[Material supplied]

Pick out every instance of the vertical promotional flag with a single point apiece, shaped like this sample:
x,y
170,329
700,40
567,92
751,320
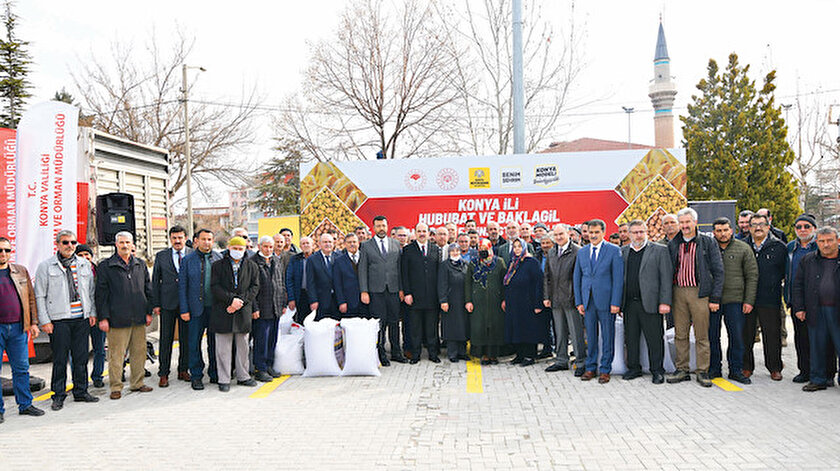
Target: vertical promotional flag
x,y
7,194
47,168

[Instructions for the task]
Rewrite all the items above, replacing "promotional flag" with "advertising banner" wherever it occurs and keeping everything else unchanged. Leave the pictures out of your answer.

[Task response]
Pick out every instance of the vertical advertising banner with a single point apiece, shaped like this sample:
x,y
170,329
700,40
567,92
751,320
Target: vertical advertising banner
x,y
7,194
47,168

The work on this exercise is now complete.